* START Page *
Elimination is a good idea. I think the details are not done correctly. In any case, I would rather eliminate $p$, the arithmetic is easier. We get
$24q+9d=399$, or equivalently
$$8q+3d=133.$$
We can use general techniques to solve this Diophantine equation, but the numbers are so small that it does not seem worthwhile. Note that when $q=2$, then $133-8q$ is a multiple of $3$, and we get $q=2$, $d=39$, and therefore $p=59$.
Now we have found one solution. We need others.
Go back to the equation $8q+3d=133$. We have found one solution, $q=2$, $d=39$.
For any integer $k$, we therefore have
$$8(2+3k)+3(39-8k)=133.$$
(Note the cancellation.)
Substitute various values of $k$. With $k=1$, for example, we get the solution $q=5$, $d=31$. That gives $p=64$.
Continue, using $k=2$, $3$, and so on. For the sake of reality, we will have to make sure that our values of $q$, $d$, $p$ are all $\ge 0$. We cannot use $k\gt 4$, for that would give negative $d$.
An extended description of the modular argument I gave above to reduce the case work. As per your request, consider the amount of money in terms of cents, not in terms of dollars.
* END Page *
* START Dataset content *
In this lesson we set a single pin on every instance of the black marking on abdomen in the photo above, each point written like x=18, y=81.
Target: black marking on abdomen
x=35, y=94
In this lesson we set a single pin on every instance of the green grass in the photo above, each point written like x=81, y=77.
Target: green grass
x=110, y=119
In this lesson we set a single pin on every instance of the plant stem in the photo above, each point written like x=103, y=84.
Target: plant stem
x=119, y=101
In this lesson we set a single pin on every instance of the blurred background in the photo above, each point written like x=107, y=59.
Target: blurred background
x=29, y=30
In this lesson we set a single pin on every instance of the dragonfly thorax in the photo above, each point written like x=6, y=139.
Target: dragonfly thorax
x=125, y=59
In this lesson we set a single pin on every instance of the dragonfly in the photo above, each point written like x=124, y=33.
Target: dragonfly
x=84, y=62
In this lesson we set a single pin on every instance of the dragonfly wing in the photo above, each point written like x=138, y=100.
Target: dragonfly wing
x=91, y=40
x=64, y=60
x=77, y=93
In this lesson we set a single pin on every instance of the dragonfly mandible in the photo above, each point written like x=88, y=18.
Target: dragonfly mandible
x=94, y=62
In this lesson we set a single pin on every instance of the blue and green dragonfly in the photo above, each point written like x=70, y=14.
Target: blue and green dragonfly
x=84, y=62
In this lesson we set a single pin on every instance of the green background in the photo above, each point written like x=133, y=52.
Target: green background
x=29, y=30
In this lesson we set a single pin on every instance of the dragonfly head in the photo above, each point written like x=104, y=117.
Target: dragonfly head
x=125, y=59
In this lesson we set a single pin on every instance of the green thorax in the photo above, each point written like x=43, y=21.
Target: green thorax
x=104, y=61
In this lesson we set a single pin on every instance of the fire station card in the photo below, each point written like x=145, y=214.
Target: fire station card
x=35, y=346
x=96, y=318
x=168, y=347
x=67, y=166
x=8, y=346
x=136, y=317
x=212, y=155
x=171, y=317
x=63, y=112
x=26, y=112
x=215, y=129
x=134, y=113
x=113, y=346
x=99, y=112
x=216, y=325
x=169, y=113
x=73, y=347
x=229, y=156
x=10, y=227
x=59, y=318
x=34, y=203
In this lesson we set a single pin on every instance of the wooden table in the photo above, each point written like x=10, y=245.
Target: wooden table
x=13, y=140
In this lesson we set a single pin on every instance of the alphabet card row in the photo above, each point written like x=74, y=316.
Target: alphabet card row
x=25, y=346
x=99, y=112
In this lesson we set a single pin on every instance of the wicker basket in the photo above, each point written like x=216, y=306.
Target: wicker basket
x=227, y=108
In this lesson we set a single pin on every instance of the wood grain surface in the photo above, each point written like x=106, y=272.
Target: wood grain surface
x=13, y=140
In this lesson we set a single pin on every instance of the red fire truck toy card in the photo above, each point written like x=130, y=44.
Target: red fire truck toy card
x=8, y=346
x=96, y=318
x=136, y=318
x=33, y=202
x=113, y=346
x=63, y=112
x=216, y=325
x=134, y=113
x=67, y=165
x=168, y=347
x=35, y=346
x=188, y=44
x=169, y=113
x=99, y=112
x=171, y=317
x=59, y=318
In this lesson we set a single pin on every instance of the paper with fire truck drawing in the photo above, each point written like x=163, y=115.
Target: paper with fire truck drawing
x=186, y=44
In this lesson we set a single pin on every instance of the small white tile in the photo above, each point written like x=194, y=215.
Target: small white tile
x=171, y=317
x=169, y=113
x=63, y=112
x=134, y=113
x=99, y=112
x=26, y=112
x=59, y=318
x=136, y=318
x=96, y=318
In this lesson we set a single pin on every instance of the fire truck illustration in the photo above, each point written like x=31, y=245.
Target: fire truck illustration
* END Dataset content *
• _Short exercise 1_:
Summarize the post on the equation $8q+3d=133$ in two sentences.
• _Short exercise 2_:
Translate this sentence from the post on the equation $8q+3d=133$ into Spanish: "We cannot use $k\gt 4$, for that would give negative $d$."
• _Short exercise 3_:
According to the post on the equation $8q+3d=133$, what solution results from $k=1$?
The listing isn't needed for any of this work.

• _Right answer 1_:
Eliminating $p$ gives $8q+3d=133$, and because the numbers are small, a solution can be found directly: $q=2$, $d=39$, and therefore $p=59$. Other solutions come from substituting integer values of $k$ into $8(2+3k)+3(39-8k)=133$, keeping all values nonnegative, so $k$ cannot exceed 4 without making $d$ negative.

• _Right answer 2_:
No podemos usar $k\gt 4$, ya que eso daría un valor negativo de $d$.

• _Right answer 3_:
With $k=1$, the solution is $q=5$ and $d=31$, which gives $p=64$.